Consignas del ejercicio:
**1)** Enumera todas las palabras del fragmento sobre la idea de patria que empiezan con letra mayúscula, en el orden en que aparecen.
**2)** Reproduce del fragmento sobre la idea de patria el pasaje entre "Si el distanciamiento" y "en este Bicentenario).", ambos incluidos.

Si el distanciamiento respecto de la idea de “patria” y del panteón de próceres que la encarnan estuviese en función de una crítica de sus ribetes autoritarios, o del esfuerzo por alimentar solidaridades internacionalistas, no cabría más que festejar los cambios en el vocabulario y en las conmemoraciones que propone el actual Presidente. Pero es evidente que no viene por allí su incomodidad (como lo sugiere, por caso, la centralidad de los desfiles de bandas militares de varios países en este Bicentenario).

Registros de datos:
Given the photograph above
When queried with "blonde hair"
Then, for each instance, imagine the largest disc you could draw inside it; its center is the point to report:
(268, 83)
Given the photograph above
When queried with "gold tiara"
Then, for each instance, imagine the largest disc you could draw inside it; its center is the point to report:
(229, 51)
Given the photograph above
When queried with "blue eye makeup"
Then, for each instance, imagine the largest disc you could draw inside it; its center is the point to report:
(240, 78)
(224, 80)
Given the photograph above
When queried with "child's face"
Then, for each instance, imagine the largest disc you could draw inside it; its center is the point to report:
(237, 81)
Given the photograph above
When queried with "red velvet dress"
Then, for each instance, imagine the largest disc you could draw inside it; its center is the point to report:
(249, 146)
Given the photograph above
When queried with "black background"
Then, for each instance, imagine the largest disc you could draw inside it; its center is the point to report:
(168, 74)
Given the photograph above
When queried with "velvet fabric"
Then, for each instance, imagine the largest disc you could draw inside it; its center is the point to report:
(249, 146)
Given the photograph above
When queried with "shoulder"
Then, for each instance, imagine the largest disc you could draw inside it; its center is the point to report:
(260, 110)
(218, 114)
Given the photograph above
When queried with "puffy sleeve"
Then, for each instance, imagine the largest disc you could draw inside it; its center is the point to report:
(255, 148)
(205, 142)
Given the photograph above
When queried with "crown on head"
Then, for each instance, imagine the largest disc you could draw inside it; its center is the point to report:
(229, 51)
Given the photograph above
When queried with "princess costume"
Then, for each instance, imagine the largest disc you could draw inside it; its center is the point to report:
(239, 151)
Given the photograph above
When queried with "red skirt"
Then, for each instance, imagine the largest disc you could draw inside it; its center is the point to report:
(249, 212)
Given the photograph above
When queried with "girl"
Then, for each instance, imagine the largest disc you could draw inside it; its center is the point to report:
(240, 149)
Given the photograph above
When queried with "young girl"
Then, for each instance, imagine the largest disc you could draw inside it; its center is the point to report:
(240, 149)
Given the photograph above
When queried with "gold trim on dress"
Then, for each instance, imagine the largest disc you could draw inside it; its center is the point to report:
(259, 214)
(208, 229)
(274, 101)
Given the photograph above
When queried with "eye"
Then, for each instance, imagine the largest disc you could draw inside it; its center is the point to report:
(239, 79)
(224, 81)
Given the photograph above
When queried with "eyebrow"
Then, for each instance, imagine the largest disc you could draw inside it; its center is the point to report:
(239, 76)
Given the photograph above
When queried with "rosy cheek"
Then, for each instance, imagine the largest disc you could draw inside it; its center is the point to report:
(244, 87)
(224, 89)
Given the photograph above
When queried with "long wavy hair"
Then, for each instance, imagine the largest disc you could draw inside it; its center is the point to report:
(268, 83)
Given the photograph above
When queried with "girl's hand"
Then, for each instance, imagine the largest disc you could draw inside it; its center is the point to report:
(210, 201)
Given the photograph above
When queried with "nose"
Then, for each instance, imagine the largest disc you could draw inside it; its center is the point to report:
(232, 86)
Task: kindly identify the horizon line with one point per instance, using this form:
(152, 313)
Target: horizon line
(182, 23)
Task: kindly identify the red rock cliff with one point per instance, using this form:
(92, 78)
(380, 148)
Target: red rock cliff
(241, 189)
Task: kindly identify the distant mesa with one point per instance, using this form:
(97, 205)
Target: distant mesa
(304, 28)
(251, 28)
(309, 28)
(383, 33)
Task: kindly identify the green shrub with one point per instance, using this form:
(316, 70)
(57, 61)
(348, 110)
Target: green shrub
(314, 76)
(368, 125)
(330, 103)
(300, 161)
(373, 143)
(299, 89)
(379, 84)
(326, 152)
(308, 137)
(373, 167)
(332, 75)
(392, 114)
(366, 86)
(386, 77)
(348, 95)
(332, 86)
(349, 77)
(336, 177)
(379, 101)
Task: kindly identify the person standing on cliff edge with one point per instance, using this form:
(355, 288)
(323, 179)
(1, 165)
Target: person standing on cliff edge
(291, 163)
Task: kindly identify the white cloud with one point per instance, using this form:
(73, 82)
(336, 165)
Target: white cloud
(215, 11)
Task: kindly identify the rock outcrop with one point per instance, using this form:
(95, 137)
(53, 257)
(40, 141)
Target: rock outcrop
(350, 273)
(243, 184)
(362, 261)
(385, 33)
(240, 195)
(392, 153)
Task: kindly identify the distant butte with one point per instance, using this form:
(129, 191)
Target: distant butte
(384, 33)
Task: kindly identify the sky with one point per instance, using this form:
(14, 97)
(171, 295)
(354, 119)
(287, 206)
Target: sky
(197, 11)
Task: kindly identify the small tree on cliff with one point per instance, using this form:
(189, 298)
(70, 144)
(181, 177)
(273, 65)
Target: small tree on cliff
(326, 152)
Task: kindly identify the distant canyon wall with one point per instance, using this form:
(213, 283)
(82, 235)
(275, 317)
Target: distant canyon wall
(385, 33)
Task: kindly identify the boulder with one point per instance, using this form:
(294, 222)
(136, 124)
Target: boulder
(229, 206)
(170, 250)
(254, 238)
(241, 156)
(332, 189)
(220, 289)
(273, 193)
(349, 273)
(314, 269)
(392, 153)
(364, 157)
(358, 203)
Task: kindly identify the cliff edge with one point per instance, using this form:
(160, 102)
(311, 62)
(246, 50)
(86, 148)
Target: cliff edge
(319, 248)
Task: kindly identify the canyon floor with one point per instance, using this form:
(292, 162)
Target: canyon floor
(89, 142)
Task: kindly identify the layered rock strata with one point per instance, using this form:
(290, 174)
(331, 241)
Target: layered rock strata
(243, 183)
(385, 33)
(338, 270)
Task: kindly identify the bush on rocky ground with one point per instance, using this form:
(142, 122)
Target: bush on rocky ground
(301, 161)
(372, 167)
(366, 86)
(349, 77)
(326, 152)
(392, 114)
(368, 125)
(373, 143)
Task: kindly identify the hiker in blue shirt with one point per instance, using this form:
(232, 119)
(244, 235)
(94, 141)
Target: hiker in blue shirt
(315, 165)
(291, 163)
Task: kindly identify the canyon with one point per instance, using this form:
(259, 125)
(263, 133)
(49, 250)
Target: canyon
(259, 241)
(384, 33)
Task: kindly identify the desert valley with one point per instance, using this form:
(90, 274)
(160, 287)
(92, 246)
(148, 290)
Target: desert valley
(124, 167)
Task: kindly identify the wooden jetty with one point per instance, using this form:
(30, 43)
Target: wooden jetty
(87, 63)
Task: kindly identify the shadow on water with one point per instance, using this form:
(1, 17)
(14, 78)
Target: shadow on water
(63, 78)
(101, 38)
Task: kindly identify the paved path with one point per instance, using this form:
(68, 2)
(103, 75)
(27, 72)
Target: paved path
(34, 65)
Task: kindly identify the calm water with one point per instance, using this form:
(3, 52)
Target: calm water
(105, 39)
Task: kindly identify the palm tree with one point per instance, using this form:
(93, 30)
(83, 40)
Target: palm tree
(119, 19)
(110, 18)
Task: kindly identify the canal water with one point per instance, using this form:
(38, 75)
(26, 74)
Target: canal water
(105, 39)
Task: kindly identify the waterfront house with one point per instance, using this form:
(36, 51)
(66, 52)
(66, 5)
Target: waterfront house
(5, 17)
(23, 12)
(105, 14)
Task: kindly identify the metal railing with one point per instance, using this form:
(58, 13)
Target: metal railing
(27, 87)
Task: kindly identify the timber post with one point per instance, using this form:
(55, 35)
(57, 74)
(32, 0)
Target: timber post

Respuestas por consigna:
**1)** Si, Presidente, Pero, Bicentenario

**2)**
Si el distanciamiento respecto de la idea de “patria” y del panteón de próceres que la encarnan estuviese en función de una crítica de sus ribetes autoritarios, o del esfuerzo por alimentar solidaridades internacionalistas, no cabría más que festejar los cambios en el vocabulario y en las conmemoraciones que propone el actual Presidente. Pero es evidente que no viene por allí su incomodidad (como lo sugiere, por caso, la centralidad de los desfiles de bandas militares de varios países en este Bicentenario).